* _DO THIS_: Look for the line containing "In the photo above, where can the person's" in the listing below. Retype that line and every subsequent line through the last one, and only those.

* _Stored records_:
========

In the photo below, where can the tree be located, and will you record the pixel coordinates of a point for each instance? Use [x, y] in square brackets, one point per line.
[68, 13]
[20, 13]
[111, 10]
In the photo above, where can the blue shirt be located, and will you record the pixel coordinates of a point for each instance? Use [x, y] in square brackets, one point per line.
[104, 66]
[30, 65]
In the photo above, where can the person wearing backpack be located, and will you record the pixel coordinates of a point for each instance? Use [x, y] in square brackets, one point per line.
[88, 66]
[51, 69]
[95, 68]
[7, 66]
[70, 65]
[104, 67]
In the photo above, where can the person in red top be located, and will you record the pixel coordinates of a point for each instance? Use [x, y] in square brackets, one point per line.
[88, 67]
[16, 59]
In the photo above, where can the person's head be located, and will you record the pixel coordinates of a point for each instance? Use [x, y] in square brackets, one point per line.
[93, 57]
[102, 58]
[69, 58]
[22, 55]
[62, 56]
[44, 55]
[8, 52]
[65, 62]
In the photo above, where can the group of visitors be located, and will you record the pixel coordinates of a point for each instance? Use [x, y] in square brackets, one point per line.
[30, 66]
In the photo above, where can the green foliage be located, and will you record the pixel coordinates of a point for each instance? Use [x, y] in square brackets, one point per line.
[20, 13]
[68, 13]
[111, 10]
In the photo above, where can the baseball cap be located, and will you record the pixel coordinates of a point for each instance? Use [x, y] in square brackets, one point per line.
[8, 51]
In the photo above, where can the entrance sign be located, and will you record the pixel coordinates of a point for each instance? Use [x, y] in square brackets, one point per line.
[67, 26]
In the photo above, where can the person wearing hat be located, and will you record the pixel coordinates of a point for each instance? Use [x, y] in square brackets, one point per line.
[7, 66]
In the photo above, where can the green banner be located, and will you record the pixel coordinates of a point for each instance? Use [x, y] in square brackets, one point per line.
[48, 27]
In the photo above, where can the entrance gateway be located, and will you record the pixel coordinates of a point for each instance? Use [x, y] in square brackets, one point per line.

========

* _OUTPUT FOR THIS TASK_:
In the photo above, where can the person's head be located, and will you record the pixel coordinates of a point for each instance? Use [x, y] in square brackets, one point per line.
[93, 57]
[102, 58]
[69, 58]
[22, 55]
[62, 56]
[44, 55]
[8, 52]
[65, 62]
In the photo above, where can the group of visitors be located, and will you record the pixel coordinates of a point for each instance? Use [x, y] in square brackets, one point per line.
[30, 66]
In the photo above, where can the green foliage be located, and will you record the pixel coordinates of a point for each instance? Use [x, y] in square brackets, one point per line.
[20, 13]
[68, 13]
[111, 10]
In the photo above, where can the baseball cap be located, and will you record the pixel coordinates of a point for each instance? Use [x, y] in square brackets, one point per line.
[8, 51]
In the photo above, where can the entrance sign be located, and will you record the pixel coordinates of a point for each instance? Use [x, y] in square brackets, one point per line.
[67, 26]
In the photo above, where can the person wearing hat be located, and will you record the pixel coordinates of a point for each instance? Use [x, y] in square brackets, one point per line.
[7, 66]
In the photo above, where can the green banner be located, and will you record the pixel coordinates of a point for each instance? Use [x, y] in square brackets, one point per line.
[48, 27]
In the photo above, where can the entrance gateway be located, and will you record the pixel coordinates of a point for each instance? Use [x, y] in square brackets, one point per line.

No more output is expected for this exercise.